Copy out the listing below, substituting "a single marker" for "one marker" wherever it appears and leaving everything else unchanged.

[Excerpts from location labeling data]

^^^^^^^^^^^^^^^^

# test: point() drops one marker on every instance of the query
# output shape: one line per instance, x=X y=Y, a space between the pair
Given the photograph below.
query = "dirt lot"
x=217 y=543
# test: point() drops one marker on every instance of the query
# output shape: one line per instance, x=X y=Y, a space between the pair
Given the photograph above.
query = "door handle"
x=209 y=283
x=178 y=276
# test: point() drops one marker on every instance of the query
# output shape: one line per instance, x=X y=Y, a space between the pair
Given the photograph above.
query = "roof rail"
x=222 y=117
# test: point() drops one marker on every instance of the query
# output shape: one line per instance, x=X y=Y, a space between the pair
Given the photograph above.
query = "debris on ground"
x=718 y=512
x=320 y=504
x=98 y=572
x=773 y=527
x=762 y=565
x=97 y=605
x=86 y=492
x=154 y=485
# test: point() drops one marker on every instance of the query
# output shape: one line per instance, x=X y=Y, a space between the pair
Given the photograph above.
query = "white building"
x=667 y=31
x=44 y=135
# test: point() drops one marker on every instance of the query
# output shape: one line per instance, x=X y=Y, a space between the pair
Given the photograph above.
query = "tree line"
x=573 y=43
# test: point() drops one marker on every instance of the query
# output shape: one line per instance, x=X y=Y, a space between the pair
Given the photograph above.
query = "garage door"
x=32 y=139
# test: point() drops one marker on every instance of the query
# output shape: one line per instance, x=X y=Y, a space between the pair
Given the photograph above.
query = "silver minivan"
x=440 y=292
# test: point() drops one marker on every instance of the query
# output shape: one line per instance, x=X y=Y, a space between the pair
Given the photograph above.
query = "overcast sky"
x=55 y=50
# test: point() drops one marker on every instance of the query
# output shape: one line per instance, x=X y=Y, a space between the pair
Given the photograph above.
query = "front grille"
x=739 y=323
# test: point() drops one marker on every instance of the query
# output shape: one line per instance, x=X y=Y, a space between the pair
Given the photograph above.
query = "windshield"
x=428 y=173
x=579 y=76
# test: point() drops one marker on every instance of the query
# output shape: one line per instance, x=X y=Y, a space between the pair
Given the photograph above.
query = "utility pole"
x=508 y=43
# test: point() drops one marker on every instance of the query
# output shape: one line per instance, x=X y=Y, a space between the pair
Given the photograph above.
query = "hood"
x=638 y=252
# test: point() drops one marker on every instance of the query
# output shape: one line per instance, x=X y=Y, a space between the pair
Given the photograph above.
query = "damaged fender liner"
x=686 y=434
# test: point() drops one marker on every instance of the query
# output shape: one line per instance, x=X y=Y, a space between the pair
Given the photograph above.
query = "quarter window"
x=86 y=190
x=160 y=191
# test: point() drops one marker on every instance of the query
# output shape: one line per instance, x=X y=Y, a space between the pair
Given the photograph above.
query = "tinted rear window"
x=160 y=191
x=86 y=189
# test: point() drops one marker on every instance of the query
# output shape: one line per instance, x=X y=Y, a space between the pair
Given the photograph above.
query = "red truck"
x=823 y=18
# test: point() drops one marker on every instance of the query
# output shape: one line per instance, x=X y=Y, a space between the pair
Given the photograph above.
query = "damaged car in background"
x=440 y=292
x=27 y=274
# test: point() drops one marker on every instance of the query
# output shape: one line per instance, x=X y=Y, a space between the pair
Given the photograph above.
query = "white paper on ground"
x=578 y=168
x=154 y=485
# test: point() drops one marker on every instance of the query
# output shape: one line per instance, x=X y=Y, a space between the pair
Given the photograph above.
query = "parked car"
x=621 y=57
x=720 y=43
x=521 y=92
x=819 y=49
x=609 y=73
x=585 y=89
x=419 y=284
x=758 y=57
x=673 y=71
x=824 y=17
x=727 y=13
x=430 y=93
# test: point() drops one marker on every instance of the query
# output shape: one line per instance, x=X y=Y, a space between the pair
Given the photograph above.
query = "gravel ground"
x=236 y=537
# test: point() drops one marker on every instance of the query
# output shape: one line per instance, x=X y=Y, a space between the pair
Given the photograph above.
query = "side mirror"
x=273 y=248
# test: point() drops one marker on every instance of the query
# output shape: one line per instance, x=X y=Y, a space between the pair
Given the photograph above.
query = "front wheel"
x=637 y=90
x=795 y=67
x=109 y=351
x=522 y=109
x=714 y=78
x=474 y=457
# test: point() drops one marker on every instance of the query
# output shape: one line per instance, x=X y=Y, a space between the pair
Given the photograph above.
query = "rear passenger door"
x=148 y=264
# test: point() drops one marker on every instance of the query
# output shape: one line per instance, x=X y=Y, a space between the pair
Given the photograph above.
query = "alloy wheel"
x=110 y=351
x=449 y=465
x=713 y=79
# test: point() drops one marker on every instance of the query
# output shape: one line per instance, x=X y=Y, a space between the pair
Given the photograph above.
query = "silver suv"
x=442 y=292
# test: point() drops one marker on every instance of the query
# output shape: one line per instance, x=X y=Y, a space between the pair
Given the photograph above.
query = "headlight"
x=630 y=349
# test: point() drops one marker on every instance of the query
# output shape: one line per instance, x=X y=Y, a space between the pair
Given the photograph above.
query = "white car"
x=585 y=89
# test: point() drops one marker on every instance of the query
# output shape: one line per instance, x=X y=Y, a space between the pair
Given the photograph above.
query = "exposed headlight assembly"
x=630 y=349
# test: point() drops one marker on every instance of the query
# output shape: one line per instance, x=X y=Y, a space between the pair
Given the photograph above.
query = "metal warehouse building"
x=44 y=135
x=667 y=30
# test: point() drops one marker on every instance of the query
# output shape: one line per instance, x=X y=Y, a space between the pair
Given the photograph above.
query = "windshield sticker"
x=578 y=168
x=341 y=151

^^^^^^^^^^^^^^^^

§ Problem solution
# test: point() drops a single marker on every instance of the query
# output shape: one line per instance, x=X y=Y, a space between the pair
Given the photograph below.
query = "dirt lot"
x=217 y=543
# test: point() drops a single marker on every instance of the query
# output shape: one line per instance, x=X y=Y, a space between the pair
Given the photograph above.
query = "door handle"
x=209 y=283
x=178 y=276
# test: point() drops a single marker on every instance of the query
# output shape: one line per instance, x=X y=Y, a space between the pair
Given the photograph above.
query = "roof rail"
x=222 y=117
# test: point() drops a single marker on every instance of the query
# output shape: one line per instance, x=X y=Y, a space between the pair
Given the photograph above.
query = "debris on ground"
x=718 y=512
x=320 y=504
x=98 y=572
x=773 y=527
x=762 y=565
x=97 y=605
x=86 y=492
x=154 y=485
# test: point() drops a single marker on every instance of the query
# output shape: one line per instance, x=X y=Y, a space between the pair
Given the photograph above.
query = "white building"
x=667 y=31
x=44 y=135
# test: point() drops a single marker on every instance of the query
# output shape: one line per instance, x=X y=Y, a space between the pair
Given the photograph above.
query = "tree line"
x=573 y=43
# test: point() drops a single marker on every instance of the query
# output shape: one line per instance, x=X y=Y, a space between the pair
Given the photograph above.
query = "garage door"
x=32 y=139
# test: point() drops a single marker on every instance of the query
# output shape: one line per instance, x=X y=Y, a space between the pair
Given the photograph above.
query = "silver minivan"
x=440 y=292
# test: point() drops a single marker on every instance of the query
# output shape: one line per instance, x=X y=Y, a space between the pair
Given the photograph above.
query = "overcast sky"
x=55 y=50
# test: point() drops a single marker on every instance of the query
# output shape: one line per instance, x=X y=Y, a space between the pair
Given the photograph above.
query = "front grille"
x=739 y=323
# test: point() drops a single marker on every instance of the query
# output shape: one line per instance, x=X y=Y, a space between the pair
Given the photograph above.
query = "windshield"
x=428 y=173
x=579 y=76
# test: point() drops a single marker on every instance of the query
# output shape: one line per instance, x=X y=Y, a space between the pair
Given the photograph above.
query = "utility pole"
x=508 y=43
# test: point() drops a single marker on every instance of the query
# output shape: one line per instance, x=X y=Y, a space between the pair
Given the photograph above.
query = "hood"
x=638 y=252
# test: point() drops a single marker on every instance of the query
# output shape: one line per instance, x=X y=Y, a space between the pair
Given the photograph above.
query = "damaged fender liner"
x=686 y=434
# test: point() drops a single marker on every instance of the query
# output shape: one line per instance, x=X y=Y, a space between the pair
Given the photograph above.
query = "quarter window"
x=86 y=190
x=160 y=191
# test: point() drops a single marker on every instance of the query
# output shape: one line per instance, x=X y=Y, a space between the pair
Given the photograph above.
query = "tinted rear window"
x=160 y=191
x=86 y=189
# test: point() drops a single marker on every instance of the query
# output shape: one line per instance, x=X y=Y, a space between the pair
Given the photograph above.
query = "red truck"
x=823 y=18
# test: point() drops a single marker on every instance of the query
# output shape: one line per instance, x=X y=Y, a space between the pair
Given the photograph above.
query = "damaged car in background"
x=440 y=292
x=27 y=274
# test: point() drops a single marker on every instance of the query
# output shape: one line per instance, x=X y=Y, a space between the pair
Given the photograph above.
query = "white paper on ground"
x=578 y=168
x=154 y=485
# test: point() drops a single marker on every instance of the query
# output shape: one line per instance, x=X y=Y, a space between the pair
Given the photograph above.
query = "parked car"
x=621 y=57
x=720 y=43
x=521 y=92
x=819 y=49
x=609 y=73
x=585 y=89
x=419 y=284
x=758 y=57
x=673 y=71
x=824 y=17
x=727 y=13
x=430 y=93
# test: point() drops a single marker on every instance of the query
# output shape: one line per instance, x=X y=Y, a space between the pair
Given the photograph above.
query = "gravel ground"
x=236 y=537
# test: point() drops a single marker on every instance of the query
# output shape: one line per instance, x=X y=Y, a space between the pair
Given the photograph above.
query = "side mirror"
x=273 y=248
# test: point() drops a single marker on every instance of the query
# output shape: one line per instance, x=X y=Y, a space between the pair
Given the photograph above.
query = "front wheel"
x=637 y=90
x=795 y=67
x=109 y=351
x=522 y=109
x=714 y=78
x=474 y=457
# test: point() drops a single marker on every instance of the query
# output shape: one line per instance, x=X y=Y, a space between the pair
Given the photograph above.
query = "rear passenger door"
x=148 y=264
# test: point() drops a single marker on every instance of the query
# output shape: one line per instance, x=X y=Y, a space between the pair
Given the photograph above.
query = "alloy wheel"
x=110 y=351
x=449 y=465
x=713 y=79
# test: point() drops a single marker on every instance of the query
# output shape: one line per instance, x=X y=Y, a space between the pair
Given the photograph above.
query = "silver suv"
x=442 y=292
# test: point() drops a single marker on every instance of the query
# output shape: one line per instance, x=X y=Y, a space between the pair
Given the photograph above.
query = "headlight"
x=630 y=349
# test: point() drops a single marker on every instance of the query
# output shape: one line per instance, x=X y=Y, a space between the pair
Given the photograph above.
query = "white car"
x=585 y=89
# test: point() drops a single marker on every instance of the query
# output shape: one line per instance, x=X y=Y, a space between the pair
Given the photograph above.
query = "exposed headlight assembly"
x=630 y=349
# test: point() drops a single marker on every instance of the query
# output shape: one line per instance, x=X y=Y, a space between the pair
Given the photograph above.
query = "metal warehouse building"
x=44 y=135
x=667 y=30
# test: point() drops a single marker on every instance of the query
# output shape: one line per instance, x=X y=Y, a space between the pair
Given the photograph above.
query = "windshield sticker"
x=578 y=168
x=341 y=151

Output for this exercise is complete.